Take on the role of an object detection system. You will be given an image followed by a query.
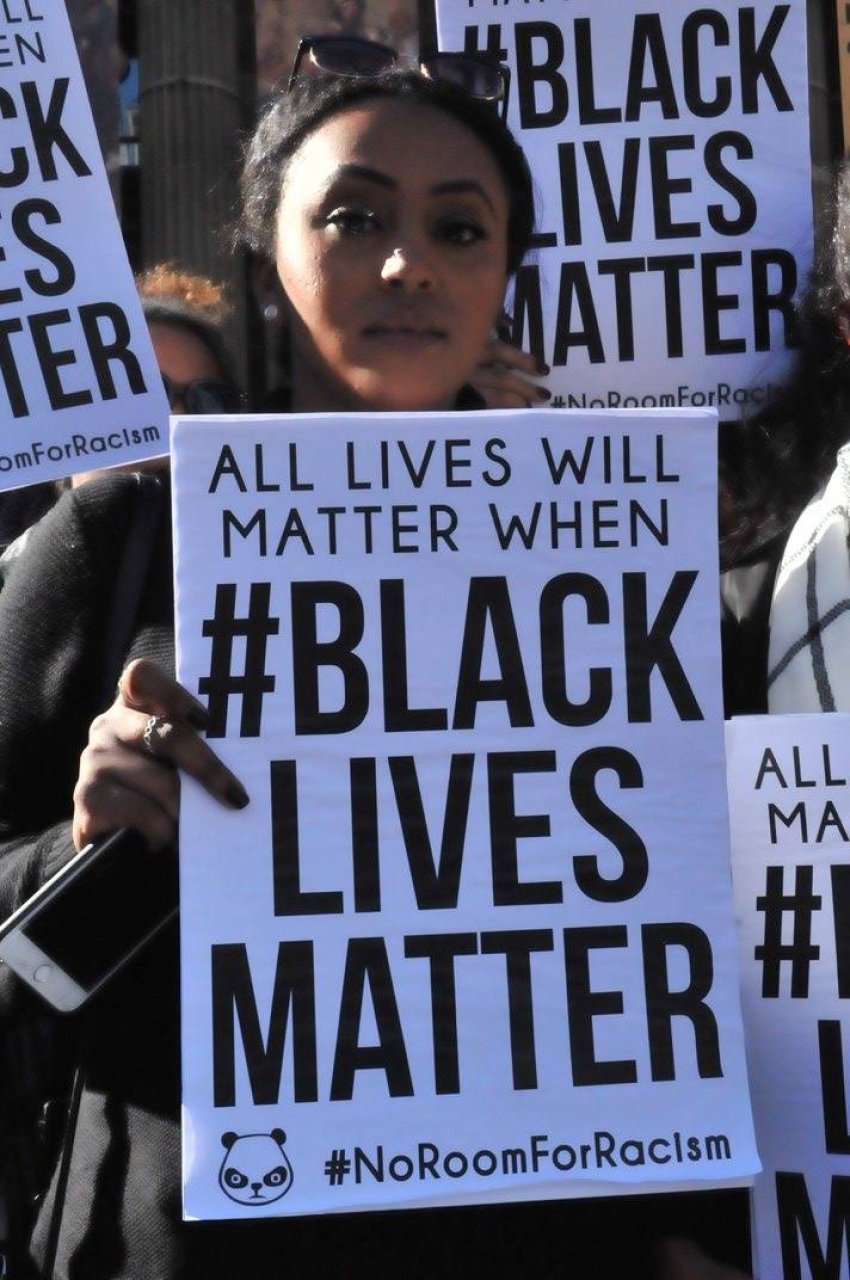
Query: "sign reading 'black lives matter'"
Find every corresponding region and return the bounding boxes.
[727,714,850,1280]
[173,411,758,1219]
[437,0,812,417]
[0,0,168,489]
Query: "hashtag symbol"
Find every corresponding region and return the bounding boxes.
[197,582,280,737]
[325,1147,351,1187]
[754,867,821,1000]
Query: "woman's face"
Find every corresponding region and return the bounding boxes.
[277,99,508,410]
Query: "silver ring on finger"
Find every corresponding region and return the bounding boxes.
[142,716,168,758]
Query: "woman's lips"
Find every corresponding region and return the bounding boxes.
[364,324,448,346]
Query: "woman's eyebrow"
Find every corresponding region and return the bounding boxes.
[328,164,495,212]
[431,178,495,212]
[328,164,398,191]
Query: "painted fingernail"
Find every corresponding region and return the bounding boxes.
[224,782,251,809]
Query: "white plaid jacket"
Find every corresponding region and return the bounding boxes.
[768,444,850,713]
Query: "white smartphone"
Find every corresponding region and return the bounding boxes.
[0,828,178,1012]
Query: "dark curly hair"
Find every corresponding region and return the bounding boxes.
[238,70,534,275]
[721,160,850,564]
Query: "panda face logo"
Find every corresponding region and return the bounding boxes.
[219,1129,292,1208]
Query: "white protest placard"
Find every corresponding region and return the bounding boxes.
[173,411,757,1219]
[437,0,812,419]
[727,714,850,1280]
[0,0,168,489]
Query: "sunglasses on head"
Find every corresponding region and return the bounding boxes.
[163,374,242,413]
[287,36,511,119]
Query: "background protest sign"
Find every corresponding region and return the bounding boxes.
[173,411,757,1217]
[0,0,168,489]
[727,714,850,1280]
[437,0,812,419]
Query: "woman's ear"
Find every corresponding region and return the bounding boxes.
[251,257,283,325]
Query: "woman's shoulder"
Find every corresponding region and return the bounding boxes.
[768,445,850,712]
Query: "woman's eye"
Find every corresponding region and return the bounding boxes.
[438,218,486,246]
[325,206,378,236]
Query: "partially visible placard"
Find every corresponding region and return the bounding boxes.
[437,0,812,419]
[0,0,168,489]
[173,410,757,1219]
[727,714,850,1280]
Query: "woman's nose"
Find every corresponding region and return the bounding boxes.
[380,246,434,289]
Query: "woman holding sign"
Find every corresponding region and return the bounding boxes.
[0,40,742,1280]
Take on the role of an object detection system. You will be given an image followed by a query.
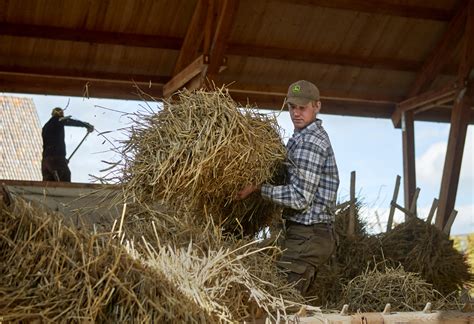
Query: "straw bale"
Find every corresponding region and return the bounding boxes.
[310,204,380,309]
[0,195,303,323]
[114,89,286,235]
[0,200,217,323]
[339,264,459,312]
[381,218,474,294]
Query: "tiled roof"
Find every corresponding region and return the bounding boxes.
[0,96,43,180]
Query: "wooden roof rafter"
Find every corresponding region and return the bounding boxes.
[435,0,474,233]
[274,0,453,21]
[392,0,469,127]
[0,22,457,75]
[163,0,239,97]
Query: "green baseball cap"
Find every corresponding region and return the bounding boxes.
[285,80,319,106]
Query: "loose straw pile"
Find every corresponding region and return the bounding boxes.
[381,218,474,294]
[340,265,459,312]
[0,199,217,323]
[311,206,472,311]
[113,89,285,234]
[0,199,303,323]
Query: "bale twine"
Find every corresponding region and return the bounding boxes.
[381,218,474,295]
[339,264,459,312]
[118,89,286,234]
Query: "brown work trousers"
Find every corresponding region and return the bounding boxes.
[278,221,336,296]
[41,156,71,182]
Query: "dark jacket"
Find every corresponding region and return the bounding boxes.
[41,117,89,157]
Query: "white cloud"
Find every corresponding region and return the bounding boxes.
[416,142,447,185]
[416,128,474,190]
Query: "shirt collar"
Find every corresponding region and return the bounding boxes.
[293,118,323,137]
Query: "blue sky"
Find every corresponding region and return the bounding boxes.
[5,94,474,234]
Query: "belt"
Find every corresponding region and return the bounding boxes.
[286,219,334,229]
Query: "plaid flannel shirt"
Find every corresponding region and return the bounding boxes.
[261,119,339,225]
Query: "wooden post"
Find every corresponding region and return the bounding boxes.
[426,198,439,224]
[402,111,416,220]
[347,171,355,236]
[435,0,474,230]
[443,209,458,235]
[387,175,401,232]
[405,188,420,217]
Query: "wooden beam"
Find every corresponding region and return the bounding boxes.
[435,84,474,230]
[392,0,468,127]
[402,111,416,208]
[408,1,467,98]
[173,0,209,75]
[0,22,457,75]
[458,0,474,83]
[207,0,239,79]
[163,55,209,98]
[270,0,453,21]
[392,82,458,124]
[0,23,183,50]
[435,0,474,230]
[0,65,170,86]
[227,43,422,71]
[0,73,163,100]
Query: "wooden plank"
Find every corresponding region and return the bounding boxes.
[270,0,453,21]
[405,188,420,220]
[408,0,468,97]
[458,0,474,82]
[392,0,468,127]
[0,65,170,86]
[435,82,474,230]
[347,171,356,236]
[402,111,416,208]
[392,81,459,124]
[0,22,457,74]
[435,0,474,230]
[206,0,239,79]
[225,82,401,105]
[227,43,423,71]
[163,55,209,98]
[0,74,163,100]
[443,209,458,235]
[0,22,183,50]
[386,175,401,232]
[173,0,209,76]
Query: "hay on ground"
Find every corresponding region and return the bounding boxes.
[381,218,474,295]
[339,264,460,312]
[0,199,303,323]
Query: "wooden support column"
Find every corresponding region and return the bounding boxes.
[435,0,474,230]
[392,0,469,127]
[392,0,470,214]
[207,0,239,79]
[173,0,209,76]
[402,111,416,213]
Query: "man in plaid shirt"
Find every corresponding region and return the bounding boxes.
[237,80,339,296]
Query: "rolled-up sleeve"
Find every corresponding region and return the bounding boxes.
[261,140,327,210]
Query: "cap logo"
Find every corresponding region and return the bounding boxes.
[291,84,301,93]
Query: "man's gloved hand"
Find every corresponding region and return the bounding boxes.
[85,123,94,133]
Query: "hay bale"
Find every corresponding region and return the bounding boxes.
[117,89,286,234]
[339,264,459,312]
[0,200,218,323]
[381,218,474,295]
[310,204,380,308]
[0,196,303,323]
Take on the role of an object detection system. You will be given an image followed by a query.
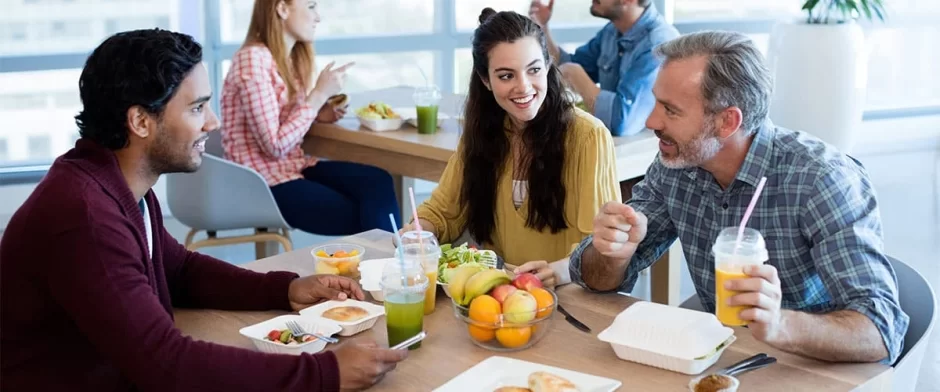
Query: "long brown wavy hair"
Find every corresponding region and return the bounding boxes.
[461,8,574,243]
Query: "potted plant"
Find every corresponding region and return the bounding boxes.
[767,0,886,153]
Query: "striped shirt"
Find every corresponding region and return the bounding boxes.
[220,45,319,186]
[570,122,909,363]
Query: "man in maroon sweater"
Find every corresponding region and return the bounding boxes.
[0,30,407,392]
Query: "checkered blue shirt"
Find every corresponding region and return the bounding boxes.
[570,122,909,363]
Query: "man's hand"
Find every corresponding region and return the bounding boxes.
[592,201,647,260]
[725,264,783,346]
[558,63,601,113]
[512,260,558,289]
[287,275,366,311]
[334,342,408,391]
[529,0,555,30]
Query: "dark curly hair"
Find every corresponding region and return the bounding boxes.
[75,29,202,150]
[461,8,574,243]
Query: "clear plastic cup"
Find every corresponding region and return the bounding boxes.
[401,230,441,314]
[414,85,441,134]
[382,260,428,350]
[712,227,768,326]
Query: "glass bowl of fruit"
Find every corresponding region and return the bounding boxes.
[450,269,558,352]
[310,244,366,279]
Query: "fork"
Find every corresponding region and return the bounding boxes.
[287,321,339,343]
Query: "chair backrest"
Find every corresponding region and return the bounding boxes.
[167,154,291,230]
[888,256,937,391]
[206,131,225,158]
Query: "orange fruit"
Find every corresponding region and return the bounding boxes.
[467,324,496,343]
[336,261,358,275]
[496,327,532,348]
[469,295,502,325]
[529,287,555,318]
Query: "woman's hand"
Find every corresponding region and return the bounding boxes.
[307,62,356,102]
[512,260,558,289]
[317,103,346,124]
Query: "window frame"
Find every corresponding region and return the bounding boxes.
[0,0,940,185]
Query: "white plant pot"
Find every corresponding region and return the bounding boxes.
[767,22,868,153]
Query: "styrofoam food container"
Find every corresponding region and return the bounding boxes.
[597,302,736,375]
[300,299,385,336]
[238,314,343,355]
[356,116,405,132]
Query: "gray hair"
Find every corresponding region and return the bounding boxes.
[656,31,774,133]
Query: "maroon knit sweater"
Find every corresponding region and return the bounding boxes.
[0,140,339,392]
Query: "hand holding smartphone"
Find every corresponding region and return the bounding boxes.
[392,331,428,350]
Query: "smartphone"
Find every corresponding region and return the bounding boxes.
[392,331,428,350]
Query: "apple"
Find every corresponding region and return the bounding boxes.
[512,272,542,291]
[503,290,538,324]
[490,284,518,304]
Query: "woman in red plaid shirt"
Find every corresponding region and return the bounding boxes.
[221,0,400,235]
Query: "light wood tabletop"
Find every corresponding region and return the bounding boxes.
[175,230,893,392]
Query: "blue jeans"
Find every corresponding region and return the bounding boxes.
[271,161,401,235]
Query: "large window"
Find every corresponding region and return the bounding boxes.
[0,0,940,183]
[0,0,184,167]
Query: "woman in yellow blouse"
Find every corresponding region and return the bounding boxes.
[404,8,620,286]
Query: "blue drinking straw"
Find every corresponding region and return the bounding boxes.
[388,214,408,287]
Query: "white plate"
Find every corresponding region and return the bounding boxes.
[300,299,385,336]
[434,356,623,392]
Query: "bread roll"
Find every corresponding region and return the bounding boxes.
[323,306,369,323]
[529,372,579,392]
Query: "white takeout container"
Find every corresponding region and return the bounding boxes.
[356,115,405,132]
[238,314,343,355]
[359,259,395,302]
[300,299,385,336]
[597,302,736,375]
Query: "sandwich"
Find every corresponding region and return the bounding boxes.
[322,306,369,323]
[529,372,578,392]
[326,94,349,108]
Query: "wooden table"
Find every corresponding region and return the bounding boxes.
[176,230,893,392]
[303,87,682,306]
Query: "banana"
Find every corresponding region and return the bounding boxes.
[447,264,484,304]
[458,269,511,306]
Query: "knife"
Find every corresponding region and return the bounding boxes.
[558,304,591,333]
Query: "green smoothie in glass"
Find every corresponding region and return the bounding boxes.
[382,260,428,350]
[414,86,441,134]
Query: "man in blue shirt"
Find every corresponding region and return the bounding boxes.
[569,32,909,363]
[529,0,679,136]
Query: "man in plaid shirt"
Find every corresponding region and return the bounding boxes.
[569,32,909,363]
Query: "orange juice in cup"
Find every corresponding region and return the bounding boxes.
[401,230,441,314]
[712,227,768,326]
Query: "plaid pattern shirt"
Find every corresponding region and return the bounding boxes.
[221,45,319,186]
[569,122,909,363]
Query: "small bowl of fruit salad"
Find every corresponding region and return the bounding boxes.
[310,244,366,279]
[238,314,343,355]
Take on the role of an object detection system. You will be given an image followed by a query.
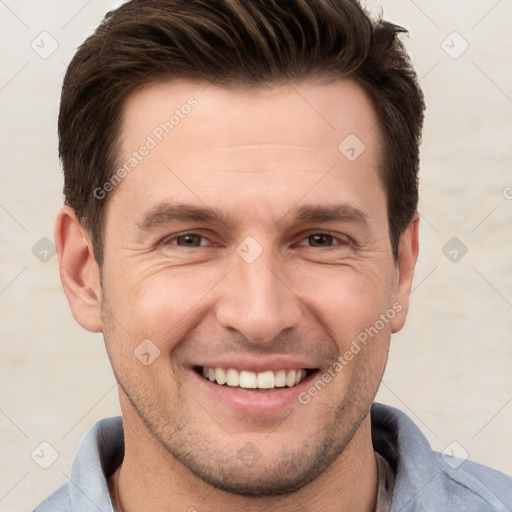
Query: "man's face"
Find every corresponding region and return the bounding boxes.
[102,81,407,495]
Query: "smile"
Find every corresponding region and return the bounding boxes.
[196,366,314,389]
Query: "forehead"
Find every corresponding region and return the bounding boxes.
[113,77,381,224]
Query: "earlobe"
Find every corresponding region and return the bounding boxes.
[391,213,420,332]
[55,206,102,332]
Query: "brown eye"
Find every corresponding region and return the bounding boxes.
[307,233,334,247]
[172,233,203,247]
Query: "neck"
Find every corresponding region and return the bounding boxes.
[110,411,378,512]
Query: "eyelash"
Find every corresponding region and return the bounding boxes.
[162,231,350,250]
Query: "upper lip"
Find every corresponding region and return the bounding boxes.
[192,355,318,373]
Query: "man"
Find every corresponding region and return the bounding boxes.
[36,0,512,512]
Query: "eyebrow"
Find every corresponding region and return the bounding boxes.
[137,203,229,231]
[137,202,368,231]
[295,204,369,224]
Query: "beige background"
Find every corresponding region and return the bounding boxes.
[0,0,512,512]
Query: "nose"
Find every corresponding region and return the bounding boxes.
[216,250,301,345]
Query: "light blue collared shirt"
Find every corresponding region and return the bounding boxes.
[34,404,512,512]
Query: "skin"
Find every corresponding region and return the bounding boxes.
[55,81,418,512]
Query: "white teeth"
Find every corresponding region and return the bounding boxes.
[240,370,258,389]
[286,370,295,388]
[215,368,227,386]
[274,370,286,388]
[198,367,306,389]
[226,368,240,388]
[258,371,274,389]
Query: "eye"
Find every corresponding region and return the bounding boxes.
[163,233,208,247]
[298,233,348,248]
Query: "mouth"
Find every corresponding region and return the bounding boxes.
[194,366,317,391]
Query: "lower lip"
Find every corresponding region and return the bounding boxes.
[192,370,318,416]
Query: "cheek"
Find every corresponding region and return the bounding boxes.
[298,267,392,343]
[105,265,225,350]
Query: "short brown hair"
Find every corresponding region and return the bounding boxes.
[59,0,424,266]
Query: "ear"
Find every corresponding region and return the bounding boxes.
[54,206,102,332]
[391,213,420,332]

#### [DIRECTION]
Extract every line of the entries above that contains the string "woman". Case counts.

#### [EXERCISE OUTPUT]
Query: "woman's face"
Query: "woman's lips"
Query: "woman's eyebrow"
Query: "woman's ear"
Query: "woman's shoulder"
Query: "woman's eye"
Query: "woman's nose"
Query: "woman holding sign"
Query: "woman's hand"
Query: "woman in red plaid shirt"
Query: "woman in yellow blouse"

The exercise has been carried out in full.